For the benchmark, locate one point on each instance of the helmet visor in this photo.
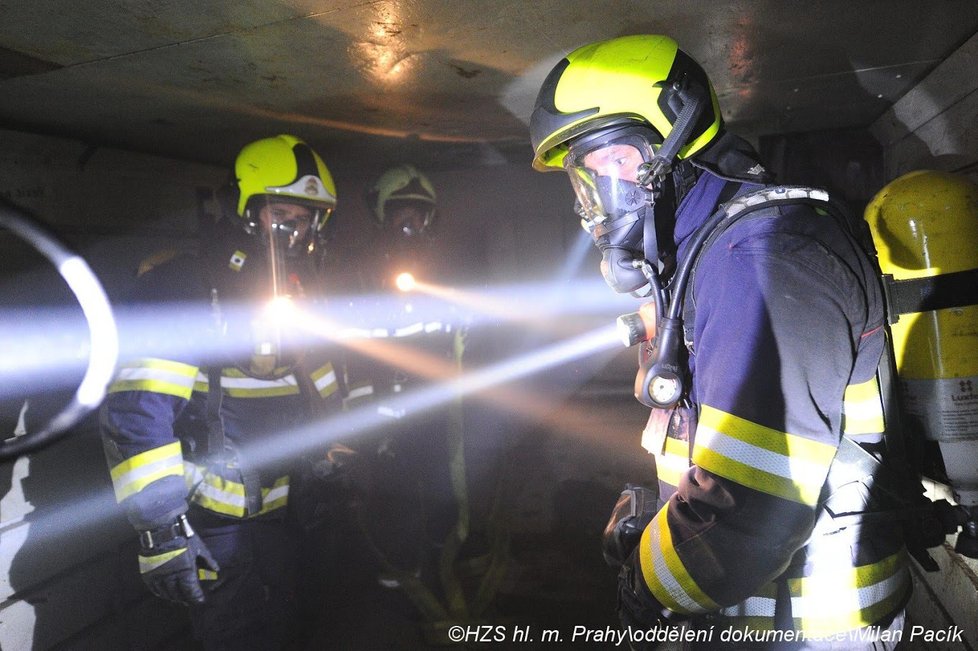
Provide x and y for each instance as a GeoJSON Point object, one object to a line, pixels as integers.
{"type": "Point", "coordinates": [608, 176]}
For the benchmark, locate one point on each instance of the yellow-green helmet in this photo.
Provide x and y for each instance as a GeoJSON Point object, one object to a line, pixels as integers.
{"type": "Point", "coordinates": [638, 80]}
{"type": "Point", "coordinates": [403, 185]}
{"type": "Point", "coordinates": [286, 168]}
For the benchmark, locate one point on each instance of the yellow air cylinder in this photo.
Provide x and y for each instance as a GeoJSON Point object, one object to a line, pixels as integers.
{"type": "Point", "coordinates": [925, 226]}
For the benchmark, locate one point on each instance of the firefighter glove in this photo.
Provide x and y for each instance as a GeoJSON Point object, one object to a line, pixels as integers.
{"type": "Point", "coordinates": [634, 510]}
{"type": "Point", "coordinates": [637, 608]}
{"type": "Point", "coordinates": [172, 560]}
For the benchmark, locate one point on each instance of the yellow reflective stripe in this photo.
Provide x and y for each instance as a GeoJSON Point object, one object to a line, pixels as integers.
{"type": "Point", "coordinates": [773, 462]}
{"type": "Point", "coordinates": [325, 380]}
{"type": "Point", "coordinates": [674, 462]}
{"type": "Point", "coordinates": [832, 602]}
{"type": "Point", "coordinates": [150, 563]}
{"type": "Point", "coordinates": [664, 572]}
{"type": "Point", "coordinates": [137, 472]}
{"type": "Point", "coordinates": [248, 387]}
{"type": "Point", "coordinates": [239, 385]}
{"type": "Point", "coordinates": [862, 408]}
{"type": "Point", "coordinates": [228, 497]}
{"type": "Point", "coordinates": [157, 376]}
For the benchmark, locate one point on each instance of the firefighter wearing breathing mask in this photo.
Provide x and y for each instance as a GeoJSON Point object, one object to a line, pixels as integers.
{"type": "Point", "coordinates": [408, 469]}
{"type": "Point", "coordinates": [196, 429]}
{"type": "Point", "coordinates": [763, 329]}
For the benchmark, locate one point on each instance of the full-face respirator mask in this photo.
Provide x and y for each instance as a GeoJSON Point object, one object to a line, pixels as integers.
{"type": "Point", "coordinates": [615, 194]}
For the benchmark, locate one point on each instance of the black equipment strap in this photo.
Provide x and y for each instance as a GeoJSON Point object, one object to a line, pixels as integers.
{"type": "Point", "coordinates": [956, 289]}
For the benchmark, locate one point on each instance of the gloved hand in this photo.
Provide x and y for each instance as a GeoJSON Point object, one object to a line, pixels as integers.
{"type": "Point", "coordinates": [634, 510]}
{"type": "Point", "coordinates": [168, 562]}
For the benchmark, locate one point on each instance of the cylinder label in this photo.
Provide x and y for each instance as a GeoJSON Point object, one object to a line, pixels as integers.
{"type": "Point", "coordinates": [947, 409]}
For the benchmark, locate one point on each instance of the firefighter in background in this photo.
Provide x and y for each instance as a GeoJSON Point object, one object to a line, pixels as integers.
{"type": "Point", "coordinates": [196, 431]}
{"type": "Point", "coordinates": [760, 368]}
{"type": "Point", "coordinates": [414, 470]}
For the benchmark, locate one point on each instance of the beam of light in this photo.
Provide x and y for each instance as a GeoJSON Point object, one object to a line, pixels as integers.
{"type": "Point", "coordinates": [102, 349]}
{"type": "Point", "coordinates": [315, 436]}
{"type": "Point", "coordinates": [42, 344]}
{"type": "Point", "coordinates": [532, 405]}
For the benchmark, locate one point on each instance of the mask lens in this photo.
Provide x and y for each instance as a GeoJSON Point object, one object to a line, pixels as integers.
{"type": "Point", "coordinates": [605, 179]}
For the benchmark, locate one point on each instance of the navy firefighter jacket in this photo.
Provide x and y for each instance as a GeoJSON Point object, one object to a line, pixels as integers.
{"type": "Point", "coordinates": [784, 326]}
{"type": "Point", "coordinates": [159, 419]}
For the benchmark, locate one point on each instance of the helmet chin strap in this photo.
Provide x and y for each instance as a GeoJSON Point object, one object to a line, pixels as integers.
{"type": "Point", "coordinates": [661, 163]}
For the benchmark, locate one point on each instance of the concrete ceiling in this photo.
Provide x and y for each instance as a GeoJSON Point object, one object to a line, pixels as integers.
{"type": "Point", "coordinates": [452, 80]}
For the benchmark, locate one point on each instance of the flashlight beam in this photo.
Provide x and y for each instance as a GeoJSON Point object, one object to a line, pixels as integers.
{"type": "Point", "coordinates": [103, 342]}
{"type": "Point", "coordinates": [313, 436]}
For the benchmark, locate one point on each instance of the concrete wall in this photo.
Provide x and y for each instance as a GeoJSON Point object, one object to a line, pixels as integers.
{"type": "Point", "coordinates": [935, 126]}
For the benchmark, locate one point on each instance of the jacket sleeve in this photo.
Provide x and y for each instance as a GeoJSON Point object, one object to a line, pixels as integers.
{"type": "Point", "coordinates": [143, 454]}
{"type": "Point", "coordinates": [168, 311]}
{"type": "Point", "coordinates": [778, 322]}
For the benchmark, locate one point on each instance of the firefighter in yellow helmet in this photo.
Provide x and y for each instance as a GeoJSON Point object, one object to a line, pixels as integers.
{"type": "Point", "coordinates": [758, 361]}
{"type": "Point", "coordinates": [196, 427]}
{"type": "Point", "coordinates": [407, 476]}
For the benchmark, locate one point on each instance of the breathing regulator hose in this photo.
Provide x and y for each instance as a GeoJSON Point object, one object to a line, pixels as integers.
{"type": "Point", "coordinates": [103, 333]}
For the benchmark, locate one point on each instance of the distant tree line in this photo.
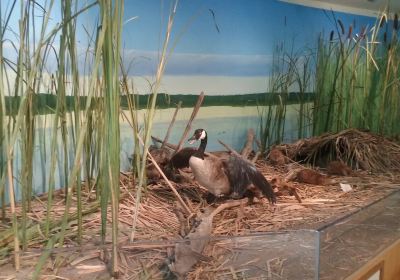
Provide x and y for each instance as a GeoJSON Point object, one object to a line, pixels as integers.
{"type": "Point", "coordinates": [46, 103]}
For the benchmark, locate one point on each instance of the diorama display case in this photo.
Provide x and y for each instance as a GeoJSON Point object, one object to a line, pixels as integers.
{"type": "Point", "coordinates": [361, 245]}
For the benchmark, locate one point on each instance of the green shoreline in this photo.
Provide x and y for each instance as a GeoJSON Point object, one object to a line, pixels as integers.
{"type": "Point", "coordinates": [46, 103]}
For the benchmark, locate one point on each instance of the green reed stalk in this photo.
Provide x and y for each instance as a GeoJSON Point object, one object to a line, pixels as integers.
{"type": "Point", "coordinates": [111, 18]}
{"type": "Point", "coordinates": [150, 115]}
{"type": "Point", "coordinates": [357, 82]}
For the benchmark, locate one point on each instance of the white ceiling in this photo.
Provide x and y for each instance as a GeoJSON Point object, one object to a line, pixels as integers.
{"type": "Point", "coordinates": [361, 7]}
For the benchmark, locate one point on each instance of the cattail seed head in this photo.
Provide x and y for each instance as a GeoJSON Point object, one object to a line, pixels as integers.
{"type": "Point", "coordinates": [382, 21]}
{"type": "Point", "coordinates": [331, 35]}
{"type": "Point", "coordinates": [350, 32]}
{"type": "Point", "coordinates": [341, 26]}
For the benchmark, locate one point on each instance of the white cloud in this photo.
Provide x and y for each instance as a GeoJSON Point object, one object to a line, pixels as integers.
{"type": "Point", "coordinates": [211, 85]}
{"type": "Point", "coordinates": [145, 63]}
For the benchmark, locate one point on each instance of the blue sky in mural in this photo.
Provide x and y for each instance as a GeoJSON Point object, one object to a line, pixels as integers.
{"type": "Point", "coordinates": [223, 46]}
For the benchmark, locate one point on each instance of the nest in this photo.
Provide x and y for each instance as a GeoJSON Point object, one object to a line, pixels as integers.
{"type": "Point", "coordinates": [359, 149]}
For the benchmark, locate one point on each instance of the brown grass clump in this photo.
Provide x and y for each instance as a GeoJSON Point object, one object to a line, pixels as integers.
{"type": "Point", "coordinates": [359, 149]}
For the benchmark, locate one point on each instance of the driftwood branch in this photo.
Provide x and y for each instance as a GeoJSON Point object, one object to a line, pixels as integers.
{"type": "Point", "coordinates": [187, 209]}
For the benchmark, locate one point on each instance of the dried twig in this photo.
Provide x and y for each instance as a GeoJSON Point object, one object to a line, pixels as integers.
{"type": "Point", "coordinates": [178, 106]}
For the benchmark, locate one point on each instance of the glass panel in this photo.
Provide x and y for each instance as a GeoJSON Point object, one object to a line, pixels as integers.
{"type": "Point", "coordinates": [349, 243]}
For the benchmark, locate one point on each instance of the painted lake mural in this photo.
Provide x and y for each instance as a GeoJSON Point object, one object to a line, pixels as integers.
{"type": "Point", "coordinates": [233, 51]}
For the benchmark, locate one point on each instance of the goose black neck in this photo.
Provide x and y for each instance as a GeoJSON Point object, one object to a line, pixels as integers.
{"type": "Point", "coordinates": [200, 151]}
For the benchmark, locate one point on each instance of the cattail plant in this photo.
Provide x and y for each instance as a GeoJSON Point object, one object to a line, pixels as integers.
{"type": "Point", "coordinates": [357, 81]}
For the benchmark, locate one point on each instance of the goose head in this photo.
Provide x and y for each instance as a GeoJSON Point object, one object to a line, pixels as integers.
{"type": "Point", "coordinates": [199, 134]}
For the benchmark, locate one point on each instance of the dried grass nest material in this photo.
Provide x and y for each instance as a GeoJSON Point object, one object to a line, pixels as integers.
{"type": "Point", "coordinates": [359, 149]}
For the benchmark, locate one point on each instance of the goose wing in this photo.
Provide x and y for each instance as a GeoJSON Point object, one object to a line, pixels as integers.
{"type": "Point", "coordinates": [181, 158]}
{"type": "Point", "coordinates": [242, 173]}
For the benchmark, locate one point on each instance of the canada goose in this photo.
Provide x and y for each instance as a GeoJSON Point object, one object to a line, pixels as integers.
{"type": "Point", "coordinates": [234, 176]}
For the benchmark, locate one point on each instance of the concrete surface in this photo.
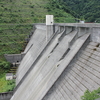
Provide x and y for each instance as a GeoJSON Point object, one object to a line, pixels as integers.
{"type": "Point", "coordinates": [55, 76]}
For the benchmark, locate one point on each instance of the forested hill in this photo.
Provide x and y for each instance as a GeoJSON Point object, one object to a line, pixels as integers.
{"type": "Point", "coordinates": [85, 9]}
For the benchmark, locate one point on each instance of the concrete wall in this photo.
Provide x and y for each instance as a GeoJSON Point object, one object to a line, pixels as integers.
{"type": "Point", "coordinates": [95, 36]}
{"type": "Point", "coordinates": [14, 58]}
{"type": "Point", "coordinates": [6, 96]}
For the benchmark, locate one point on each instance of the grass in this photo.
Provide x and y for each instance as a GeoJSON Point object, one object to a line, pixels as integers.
{"type": "Point", "coordinates": [6, 86]}
{"type": "Point", "coordinates": [91, 95]}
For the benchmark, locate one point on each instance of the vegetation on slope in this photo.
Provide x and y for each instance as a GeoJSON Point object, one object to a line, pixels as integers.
{"type": "Point", "coordinates": [16, 18]}
{"type": "Point", "coordinates": [84, 9]}
{"type": "Point", "coordinates": [91, 95]}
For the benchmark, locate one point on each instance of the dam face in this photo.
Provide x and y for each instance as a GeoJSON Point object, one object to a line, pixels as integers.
{"type": "Point", "coordinates": [60, 66]}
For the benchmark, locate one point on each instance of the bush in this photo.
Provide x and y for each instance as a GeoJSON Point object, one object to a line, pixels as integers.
{"type": "Point", "coordinates": [5, 65]}
{"type": "Point", "coordinates": [91, 95]}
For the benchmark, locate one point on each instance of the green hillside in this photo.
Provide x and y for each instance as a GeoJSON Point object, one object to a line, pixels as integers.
{"type": "Point", "coordinates": [16, 19]}
{"type": "Point", "coordinates": [85, 9]}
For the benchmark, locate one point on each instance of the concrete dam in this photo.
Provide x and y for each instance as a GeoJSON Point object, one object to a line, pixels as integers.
{"type": "Point", "coordinates": [61, 62]}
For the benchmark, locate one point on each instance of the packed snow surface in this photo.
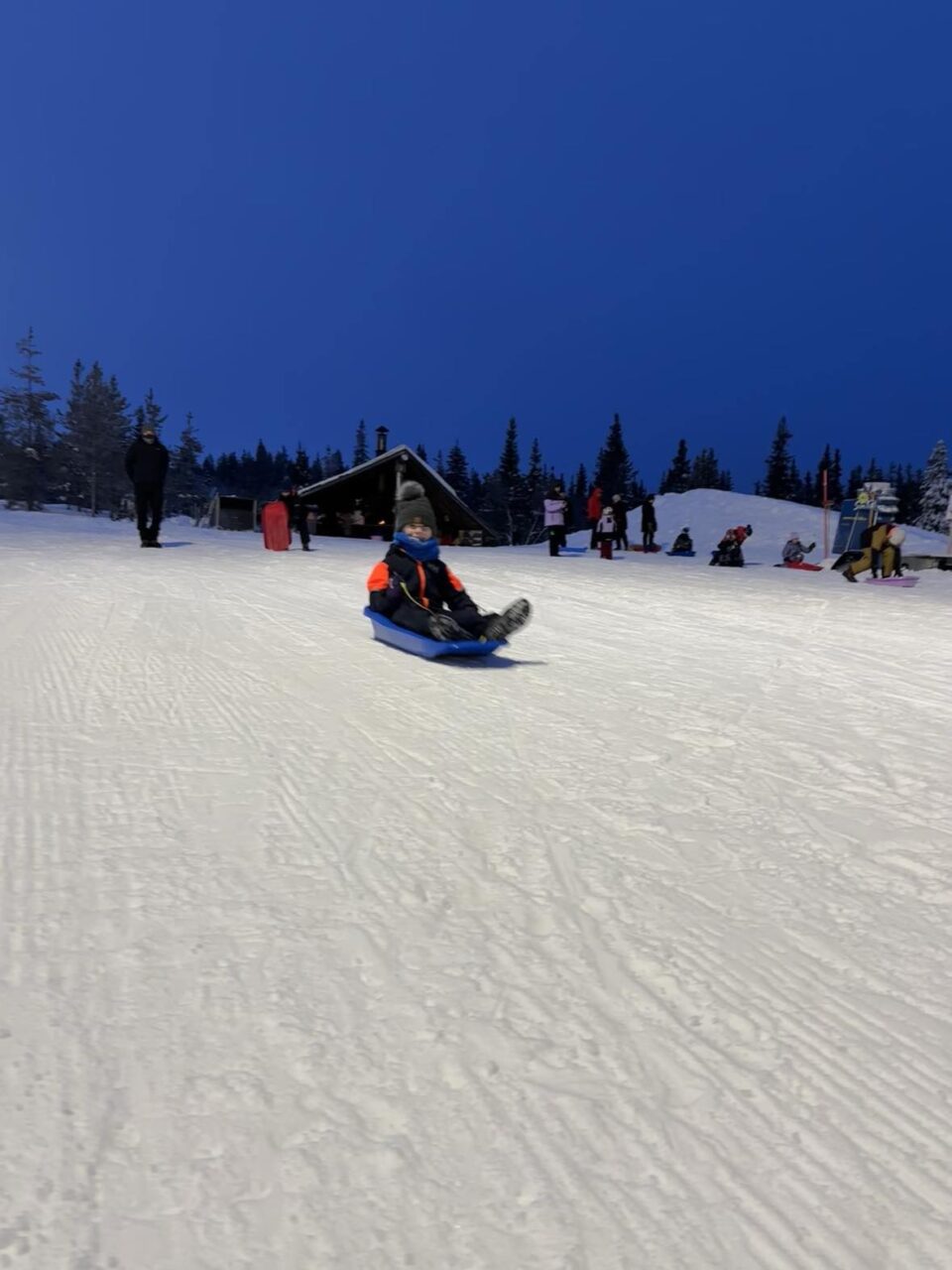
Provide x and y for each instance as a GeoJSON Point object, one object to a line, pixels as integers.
{"type": "Point", "coordinates": [630, 948]}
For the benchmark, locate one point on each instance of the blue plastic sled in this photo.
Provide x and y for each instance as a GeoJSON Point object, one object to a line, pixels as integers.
{"type": "Point", "coordinates": [421, 645]}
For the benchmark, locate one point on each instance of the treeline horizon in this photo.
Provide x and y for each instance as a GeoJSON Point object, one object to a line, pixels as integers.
{"type": "Point", "coordinates": [76, 454]}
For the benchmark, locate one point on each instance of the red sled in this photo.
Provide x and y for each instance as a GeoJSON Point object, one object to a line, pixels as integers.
{"type": "Point", "coordinates": [276, 530]}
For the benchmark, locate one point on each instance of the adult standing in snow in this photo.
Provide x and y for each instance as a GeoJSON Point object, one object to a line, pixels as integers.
{"type": "Point", "coordinates": [649, 524]}
{"type": "Point", "coordinates": [793, 550]}
{"type": "Point", "coordinates": [298, 515]}
{"type": "Point", "coordinates": [621, 522]}
{"type": "Point", "coordinates": [883, 550]}
{"type": "Point", "coordinates": [606, 532]}
{"type": "Point", "coordinates": [593, 512]}
{"type": "Point", "coordinates": [553, 506]}
{"type": "Point", "coordinates": [146, 466]}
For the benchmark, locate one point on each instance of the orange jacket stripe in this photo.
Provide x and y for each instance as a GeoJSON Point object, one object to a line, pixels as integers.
{"type": "Point", "coordinates": [421, 575]}
{"type": "Point", "coordinates": [380, 576]}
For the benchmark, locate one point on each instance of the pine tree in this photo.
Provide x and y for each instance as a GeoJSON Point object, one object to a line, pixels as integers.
{"type": "Point", "coordinates": [794, 480]}
{"type": "Point", "coordinates": [263, 477]}
{"type": "Point", "coordinates": [95, 439]}
{"type": "Point", "coordinates": [301, 466]}
{"type": "Point", "coordinates": [578, 495]}
{"type": "Point", "coordinates": [361, 453]}
{"type": "Point", "coordinates": [504, 493]}
{"type": "Point", "coordinates": [150, 416]}
{"type": "Point", "coordinates": [934, 490]}
{"type": "Point", "coordinates": [907, 484]}
{"type": "Point", "coordinates": [30, 430]}
{"type": "Point", "coordinates": [676, 479]}
{"type": "Point", "coordinates": [457, 471]}
{"type": "Point", "coordinates": [779, 477]}
{"type": "Point", "coordinates": [834, 481]}
{"type": "Point", "coordinates": [535, 480]}
{"type": "Point", "coordinates": [508, 467]}
{"type": "Point", "coordinates": [613, 470]}
{"type": "Point", "coordinates": [188, 488]}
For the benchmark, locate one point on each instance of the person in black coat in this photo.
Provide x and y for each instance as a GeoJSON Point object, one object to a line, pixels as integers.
{"type": "Point", "coordinates": [298, 515]}
{"type": "Point", "coordinates": [146, 466]}
{"type": "Point", "coordinates": [621, 524]}
{"type": "Point", "coordinates": [649, 524]}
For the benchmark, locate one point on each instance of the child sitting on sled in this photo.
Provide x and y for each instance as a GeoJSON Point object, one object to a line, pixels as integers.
{"type": "Point", "coordinates": [683, 544]}
{"type": "Point", "coordinates": [793, 550]}
{"type": "Point", "coordinates": [728, 550]}
{"type": "Point", "coordinates": [414, 588]}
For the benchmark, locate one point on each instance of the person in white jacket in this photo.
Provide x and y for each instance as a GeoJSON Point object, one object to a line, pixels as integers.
{"type": "Point", "coordinates": [606, 526]}
{"type": "Point", "coordinates": [555, 506]}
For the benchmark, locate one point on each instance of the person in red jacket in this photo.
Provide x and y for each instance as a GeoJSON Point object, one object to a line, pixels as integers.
{"type": "Point", "coordinates": [593, 511]}
{"type": "Point", "coordinates": [414, 588]}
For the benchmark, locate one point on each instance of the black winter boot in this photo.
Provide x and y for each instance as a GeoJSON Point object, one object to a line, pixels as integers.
{"type": "Point", "coordinates": [511, 620]}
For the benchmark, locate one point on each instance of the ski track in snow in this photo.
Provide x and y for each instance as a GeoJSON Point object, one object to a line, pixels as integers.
{"type": "Point", "coordinates": [630, 951]}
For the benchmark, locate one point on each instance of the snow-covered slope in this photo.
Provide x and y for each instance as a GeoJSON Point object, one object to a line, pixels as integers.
{"type": "Point", "coordinates": [708, 512]}
{"type": "Point", "coordinates": [630, 949]}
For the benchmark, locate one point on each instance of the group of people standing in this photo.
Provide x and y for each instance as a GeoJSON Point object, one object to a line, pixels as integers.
{"type": "Point", "coordinates": [607, 520]}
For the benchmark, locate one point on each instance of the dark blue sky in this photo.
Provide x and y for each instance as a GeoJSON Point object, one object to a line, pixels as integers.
{"type": "Point", "coordinates": [434, 214]}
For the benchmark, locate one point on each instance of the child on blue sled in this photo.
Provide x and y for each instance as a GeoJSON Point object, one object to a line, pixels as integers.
{"type": "Point", "coordinates": [414, 588]}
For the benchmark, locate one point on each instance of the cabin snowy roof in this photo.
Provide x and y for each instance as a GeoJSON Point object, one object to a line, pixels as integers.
{"type": "Point", "coordinates": [442, 494]}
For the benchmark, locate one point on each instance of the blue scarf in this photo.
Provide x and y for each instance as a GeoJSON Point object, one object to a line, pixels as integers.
{"type": "Point", "coordinates": [416, 549]}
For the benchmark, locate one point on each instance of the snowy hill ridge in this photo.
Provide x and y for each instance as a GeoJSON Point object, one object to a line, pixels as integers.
{"type": "Point", "coordinates": [708, 512]}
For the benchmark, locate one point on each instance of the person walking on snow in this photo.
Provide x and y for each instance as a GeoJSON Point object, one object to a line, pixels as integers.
{"type": "Point", "coordinates": [298, 515]}
{"type": "Point", "coordinates": [649, 524]}
{"type": "Point", "coordinates": [553, 506]}
{"type": "Point", "coordinates": [883, 550]}
{"type": "Point", "coordinates": [414, 588]}
{"type": "Point", "coordinates": [621, 522]}
{"type": "Point", "coordinates": [793, 550]}
{"type": "Point", "coordinates": [683, 544]}
{"type": "Point", "coordinates": [593, 512]}
{"type": "Point", "coordinates": [146, 466]}
{"type": "Point", "coordinates": [606, 526]}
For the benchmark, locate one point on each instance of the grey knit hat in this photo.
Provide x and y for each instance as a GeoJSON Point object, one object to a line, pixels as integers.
{"type": "Point", "coordinates": [413, 504]}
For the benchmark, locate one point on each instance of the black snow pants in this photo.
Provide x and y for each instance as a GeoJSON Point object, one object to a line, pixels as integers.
{"type": "Point", "coordinates": [149, 511]}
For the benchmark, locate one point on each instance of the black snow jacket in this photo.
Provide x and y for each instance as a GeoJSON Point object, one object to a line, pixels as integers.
{"type": "Point", "coordinates": [146, 462]}
{"type": "Point", "coordinates": [428, 583]}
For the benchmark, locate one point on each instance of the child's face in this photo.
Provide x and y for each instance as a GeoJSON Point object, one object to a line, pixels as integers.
{"type": "Point", "coordinates": [417, 530]}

· · · · · · ·

### Exercise aim
Send back exactly the lines from the line with "ridge in this photo." through the end of the records.

### Answer below
For the benchmark, locate one point on each instance of the snowy hill ridge in this photo.
Provide x and y for each instance as a GeoJSON Point object, one object to a line, pixels as integers.
{"type": "Point", "coordinates": [708, 512]}
For the benchmark, locate one point on each instance of the person walking on snow in this photo.
Provide x and y for each instance as a GeoJSON Point object, one object to a line, pixels as integers.
{"type": "Point", "coordinates": [298, 515]}
{"type": "Point", "coordinates": [649, 524]}
{"type": "Point", "coordinates": [553, 506]}
{"type": "Point", "coordinates": [883, 550]}
{"type": "Point", "coordinates": [414, 588]}
{"type": "Point", "coordinates": [621, 522]}
{"type": "Point", "coordinates": [793, 550]}
{"type": "Point", "coordinates": [683, 544]}
{"type": "Point", "coordinates": [593, 512]}
{"type": "Point", "coordinates": [146, 466]}
{"type": "Point", "coordinates": [606, 526]}
For the benchmark, locate one point on each instance of the grey knit hat in this photo.
Provide x and y for each instance as a GeoJSON Point object, one object to a line, pixels as integers.
{"type": "Point", "coordinates": [413, 504]}
For the benchmark, locate one point on each instance of the black snow pants in this photo.
Provide x and y for each instance as a GeoJSON Point object, one object to a line, pixels as integers.
{"type": "Point", "coordinates": [149, 511]}
For the benchmark, locate one point on each instance of the black snow jacket in this photo.
Provide x and y for each instance as a GeoJSON Point object, one object to a line, pixels as integers.
{"type": "Point", "coordinates": [146, 462]}
{"type": "Point", "coordinates": [428, 583]}
For the benchmark, locate one point on each instance of the child's face in this photo.
Provide x and y for each instance as a GeoJSON Point object, one object to a line, pixels as integers.
{"type": "Point", "coordinates": [417, 530]}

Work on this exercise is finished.